* TUGAS YANG DIKERJAKAN *
- 1) Ketik ulang bagian makalah pelapisan sosial mulai dari "Puji syukur kami" sampai dengan "saran yang membangun.".
- 2) Pada makalah pelapisan sosial, kota dan tanggal apa yang tercantum di akhir kata pengantar?

++++ KUTIPAN TERPILIH ++++

Rabu, 01 Juli 2015

Makalah Pelapisan Sosial


PELAPISAN SOSIAL

Makalah Diajukan Dalam Rangka Memenuhi Tugas Perkuliahan
1AD, ISD DAN IBD

Description: LOGO UIN

Disusun oleh:

Kelas A PGMI 
Syarifah Nadiyah (D07214021)

Dosen Pengampu: 
Nanang Kholidin, S.Ag., M. Pd.I


Universitas Islam Negeri Sunan Ampel Surabaya
Fakultas Tarbiyah Program Studi Pendidikan Guru Madrasah Ibtidaiyah
Tahun 2014




KATA PENGANTAR
                         
Puji syukur kami panjatkan kehadirat Tuhan Yang Maha Esa karena dengan rahmat, karunia, serta taufik dan hidayah-Nya lah kami dapat menyelesaikan makalah yang berjudul “Pelapisan Sosial”.
       Kami sangat berharap makalah ini dapat berguna dalam rangka menambah wawasan serta pengetahuan kita mengenai pelapisan sosial. Kami juga menyadari sepenuhnya bahwa di dalam tugas ini terdapat kekurangan-kekurangan dan jauh dari apa yang kami harapkan.
        Untuk itu, kami berharap adanya kritik, saran dan usulan demi perbaikan di masa yang akan datang, mengingat tidak ada sesuatu yang sempurna tanpa saran yang membangun.
         Semoga makalah sederhana ini dapat dipahami bagi siapapun yang membacanya. Sekiranya laporan yang telah disusun ini dapat berguna bagi kami sendiri maupun orang yang membacanya. Sebelumnya kami mohon maaf apabila terdapat kesalahan kata-kata yang kurang berkenan dan kami memohon kritik dan saran yang membangun demi perbaikan di masa depan.


                                                            Surabaya, 15 November 2014

                                                Penyusun




DAFTAR ISI

KATA PENGANTAR                                                                                    ii
DAFTAR ISI                                                                                                   iii
BAB I PENDAHULUAN
A.  Latar belakang                                                                                   1
B.  Rumusan Masalah                                                                             1
C.  Tujuan Penulisan                                                                               1
BAB II PEMBAHASAN
A.  Pelapisan Sosial                                                                                 2
B.  Kesamaan Derajat                                                                             7
C.  Prasangka dan Driskiminasi                                                              10
BAB III PENUTUP
A.  Kesimpulan                                                                                       13
DAFTAR PUSTAKA





BAB I
PENDAHULUAN

  1. Latar Belakang
Dalam masyarakat kita terdapat berbagai kedudukan, seperti dokter, insinyur, guru, pengusaha, petani, pedagang, wartawan, polisi, mahasiswa, ulama, nelayan, dan sebagainya. Kedudukan- kedudukan ini dinilai oleh masyarakat umum berkenaan dengan suatu skala tinggi rendah, sehingga ada kedudukan yang dianggap tinggi, dan ada kedudukan yang dianggap rendah.

++++ BARIS YANG DITAMPILKAN ++++

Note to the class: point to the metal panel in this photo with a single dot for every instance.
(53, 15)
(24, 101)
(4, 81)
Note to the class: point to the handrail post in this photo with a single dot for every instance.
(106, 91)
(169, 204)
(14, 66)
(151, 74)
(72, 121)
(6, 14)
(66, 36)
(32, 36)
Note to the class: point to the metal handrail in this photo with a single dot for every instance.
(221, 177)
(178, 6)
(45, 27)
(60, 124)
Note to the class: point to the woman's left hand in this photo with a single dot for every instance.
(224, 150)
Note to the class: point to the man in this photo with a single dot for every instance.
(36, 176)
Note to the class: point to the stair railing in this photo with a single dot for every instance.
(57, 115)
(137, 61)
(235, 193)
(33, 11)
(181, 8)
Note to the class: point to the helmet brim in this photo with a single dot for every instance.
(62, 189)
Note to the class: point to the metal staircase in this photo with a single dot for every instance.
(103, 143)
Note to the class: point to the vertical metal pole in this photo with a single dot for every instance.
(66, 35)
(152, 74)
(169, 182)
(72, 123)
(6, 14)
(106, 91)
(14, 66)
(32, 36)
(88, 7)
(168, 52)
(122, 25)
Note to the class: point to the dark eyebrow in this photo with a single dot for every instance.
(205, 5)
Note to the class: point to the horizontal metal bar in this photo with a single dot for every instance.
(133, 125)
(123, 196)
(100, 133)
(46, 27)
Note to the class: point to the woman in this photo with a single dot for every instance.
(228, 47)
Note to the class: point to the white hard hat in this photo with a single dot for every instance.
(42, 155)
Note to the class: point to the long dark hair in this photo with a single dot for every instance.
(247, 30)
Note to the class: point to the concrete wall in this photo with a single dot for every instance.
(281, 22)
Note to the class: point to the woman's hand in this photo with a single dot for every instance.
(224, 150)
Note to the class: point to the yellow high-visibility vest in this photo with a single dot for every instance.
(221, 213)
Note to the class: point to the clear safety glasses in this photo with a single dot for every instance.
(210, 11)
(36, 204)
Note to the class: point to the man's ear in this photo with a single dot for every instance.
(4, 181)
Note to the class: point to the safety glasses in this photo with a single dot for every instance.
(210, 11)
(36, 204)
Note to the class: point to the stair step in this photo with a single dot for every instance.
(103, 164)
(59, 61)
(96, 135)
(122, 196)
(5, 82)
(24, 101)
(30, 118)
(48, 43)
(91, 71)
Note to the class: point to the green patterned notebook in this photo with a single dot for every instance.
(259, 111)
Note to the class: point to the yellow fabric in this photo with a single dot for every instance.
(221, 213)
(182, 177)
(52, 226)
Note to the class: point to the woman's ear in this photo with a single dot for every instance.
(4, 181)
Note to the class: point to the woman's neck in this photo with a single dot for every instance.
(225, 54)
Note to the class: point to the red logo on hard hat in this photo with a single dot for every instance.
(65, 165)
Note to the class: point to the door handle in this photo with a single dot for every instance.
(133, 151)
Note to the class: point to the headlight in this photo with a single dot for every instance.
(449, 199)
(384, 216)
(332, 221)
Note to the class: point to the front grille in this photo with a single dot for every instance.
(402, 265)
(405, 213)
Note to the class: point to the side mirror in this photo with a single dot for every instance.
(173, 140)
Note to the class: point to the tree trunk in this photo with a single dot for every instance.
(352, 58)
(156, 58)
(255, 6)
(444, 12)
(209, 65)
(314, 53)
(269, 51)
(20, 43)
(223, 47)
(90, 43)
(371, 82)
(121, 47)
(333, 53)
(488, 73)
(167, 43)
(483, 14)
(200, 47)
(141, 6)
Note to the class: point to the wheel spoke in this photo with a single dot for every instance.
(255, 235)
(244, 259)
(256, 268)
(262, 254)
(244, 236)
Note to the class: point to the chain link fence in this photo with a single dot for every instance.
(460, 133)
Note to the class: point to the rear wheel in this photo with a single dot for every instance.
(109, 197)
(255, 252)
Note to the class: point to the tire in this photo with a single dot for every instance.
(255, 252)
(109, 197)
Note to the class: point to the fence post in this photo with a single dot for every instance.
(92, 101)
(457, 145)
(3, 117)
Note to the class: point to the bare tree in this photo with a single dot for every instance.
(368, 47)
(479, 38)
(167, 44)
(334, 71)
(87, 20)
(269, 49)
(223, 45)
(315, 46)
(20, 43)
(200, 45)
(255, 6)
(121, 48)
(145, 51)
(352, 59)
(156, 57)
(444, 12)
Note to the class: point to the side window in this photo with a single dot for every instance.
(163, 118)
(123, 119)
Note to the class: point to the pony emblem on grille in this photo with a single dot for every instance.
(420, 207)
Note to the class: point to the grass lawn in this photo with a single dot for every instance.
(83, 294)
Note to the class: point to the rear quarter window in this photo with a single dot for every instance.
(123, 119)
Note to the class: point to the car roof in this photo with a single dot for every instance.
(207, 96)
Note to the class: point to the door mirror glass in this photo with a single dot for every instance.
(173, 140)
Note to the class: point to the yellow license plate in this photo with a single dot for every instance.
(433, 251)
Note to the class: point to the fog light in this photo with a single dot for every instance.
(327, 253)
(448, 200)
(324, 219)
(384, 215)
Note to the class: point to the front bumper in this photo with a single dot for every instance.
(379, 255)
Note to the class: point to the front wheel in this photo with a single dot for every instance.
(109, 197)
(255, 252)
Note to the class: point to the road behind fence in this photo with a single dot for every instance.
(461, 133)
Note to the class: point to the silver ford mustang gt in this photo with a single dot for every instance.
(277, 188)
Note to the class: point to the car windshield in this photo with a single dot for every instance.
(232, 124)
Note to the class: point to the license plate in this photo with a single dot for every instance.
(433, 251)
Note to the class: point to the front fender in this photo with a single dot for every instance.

++++

* JAWABAN SETIAP TUGAS *
- 1)
Puji syukur kami panjatkan kehadirat Tuhan Yang Maha Esa karena dengan rahmat, karunia, serta taufik dan hidayah-Nya lah kami dapat menyelesaikan makalah yang berjudul “Pelapisan Sosial”.
       Kami sangat berharap makalah ini dapat berguna dalam rangka menambah wawasan serta pengetahuan kita mengenai pelapisan sosial. Kami juga menyadari sepenuhnya bahwa di dalam tugas ini terdapat kekurangan-kekurangan dan jauh dari apa yang kami harapkan.
        Untuk itu, kami berharap adanya kritik, saran dan usulan demi perbaikan di masa yang akan datang, mengingat tidak ada sesuatu yang sempurna tanpa saran yang membangun.

- 2) Surabaya, 15 November 2014.